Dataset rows
..............................
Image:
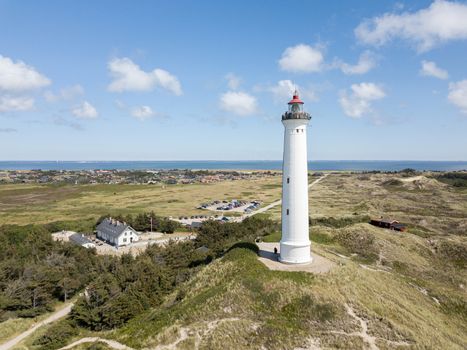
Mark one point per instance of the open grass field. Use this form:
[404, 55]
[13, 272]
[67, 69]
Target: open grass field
[389, 290]
[25, 204]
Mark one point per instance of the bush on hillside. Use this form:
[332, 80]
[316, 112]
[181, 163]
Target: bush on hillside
[361, 243]
[57, 335]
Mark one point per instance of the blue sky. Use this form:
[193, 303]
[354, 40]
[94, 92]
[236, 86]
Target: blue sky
[184, 80]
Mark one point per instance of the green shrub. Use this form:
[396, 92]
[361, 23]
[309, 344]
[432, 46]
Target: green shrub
[246, 245]
[454, 252]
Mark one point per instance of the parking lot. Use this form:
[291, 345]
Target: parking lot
[232, 206]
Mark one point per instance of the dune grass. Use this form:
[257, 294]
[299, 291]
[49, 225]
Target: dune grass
[24, 203]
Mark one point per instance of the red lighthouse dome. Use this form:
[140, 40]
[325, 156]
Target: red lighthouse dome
[295, 99]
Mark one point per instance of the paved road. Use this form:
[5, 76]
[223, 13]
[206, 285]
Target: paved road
[52, 318]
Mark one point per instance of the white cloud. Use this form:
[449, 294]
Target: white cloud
[15, 103]
[128, 76]
[301, 59]
[358, 103]
[66, 93]
[239, 103]
[233, 81]
[366, 62]
[85, 111]
[142, 112]
[19, 77]
[284, 89]
[8, 130]
[458, 94]
[442, 21]
[431, 69]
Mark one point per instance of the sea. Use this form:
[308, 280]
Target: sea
[318, 165]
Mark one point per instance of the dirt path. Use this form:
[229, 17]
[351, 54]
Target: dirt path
[52, 318]
[276, 203]
[363, 333]
[112, 343]
[186, 332]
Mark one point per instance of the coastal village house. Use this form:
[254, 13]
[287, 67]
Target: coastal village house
[116, 233]
[81, 240]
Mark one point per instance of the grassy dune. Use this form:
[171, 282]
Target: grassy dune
[408, 289]
[237, 303]
[24, 204]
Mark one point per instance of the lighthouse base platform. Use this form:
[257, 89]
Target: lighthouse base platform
[319, 264]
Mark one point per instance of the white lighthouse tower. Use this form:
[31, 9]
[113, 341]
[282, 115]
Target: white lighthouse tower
[295, 241]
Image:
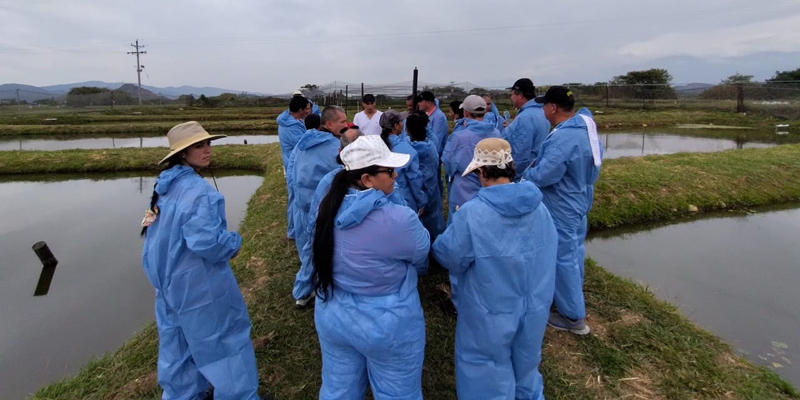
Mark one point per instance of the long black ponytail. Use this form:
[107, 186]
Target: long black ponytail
[323, 246]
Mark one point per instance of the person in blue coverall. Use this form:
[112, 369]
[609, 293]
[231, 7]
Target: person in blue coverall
[502, 245]
[409, 178]
[312, 158]
[565, 171]
[202, 321]
[527, 131]
[457, 155]
[290, 129]
[303, 290]
[367, 253]
[493, 114]
[431, 215]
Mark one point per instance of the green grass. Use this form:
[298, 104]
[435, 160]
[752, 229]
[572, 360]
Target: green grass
[641, 347]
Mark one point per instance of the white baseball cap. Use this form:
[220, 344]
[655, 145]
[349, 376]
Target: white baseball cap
[490, 152]
[370, 150]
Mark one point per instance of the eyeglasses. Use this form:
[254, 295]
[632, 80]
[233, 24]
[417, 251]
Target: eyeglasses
[389, 171]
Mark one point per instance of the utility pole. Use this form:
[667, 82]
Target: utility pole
[138, 66]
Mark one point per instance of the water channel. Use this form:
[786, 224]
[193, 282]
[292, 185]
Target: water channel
[736, 276]
[99, 295]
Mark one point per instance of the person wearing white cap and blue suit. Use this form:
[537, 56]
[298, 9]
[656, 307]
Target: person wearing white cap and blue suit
[565, 170]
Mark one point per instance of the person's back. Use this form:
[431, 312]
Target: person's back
[457, 156]
[502, 247]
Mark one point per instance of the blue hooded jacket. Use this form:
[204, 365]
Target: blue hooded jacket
..............................
* **Problem to work on**
Please copy, word for word, the lines that begin with the one containing "Mark one point per instance of the person wearing" and continue through the final line, including both of those lines.

* **Reply**
Mark one point per instance of the person wearing white cap and blue suit. Use this form:
[537, 56]
[298, 9]
[656, 307]
Target: person wearing white cap and blue suit
[565, 170]
Mark one point per instance of the person's back. Use this form:
[431, 312]
Target: person's back
[457, 156]
[502, 247]
Mark one point per instance of the blue hooded jacket. Use this form:
[204, 365]
Target: blue hooded jacket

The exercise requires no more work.